Task statement:
An exact reproduction of all entries is expected.

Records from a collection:
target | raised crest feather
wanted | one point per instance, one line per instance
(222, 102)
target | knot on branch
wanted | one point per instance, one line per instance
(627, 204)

Result:
target | raised crest feather
wanted | one point per instance, one line per instance
(222, 102)
target | knot on branch
wanted | one point per instance, one line per instance
(627, 204)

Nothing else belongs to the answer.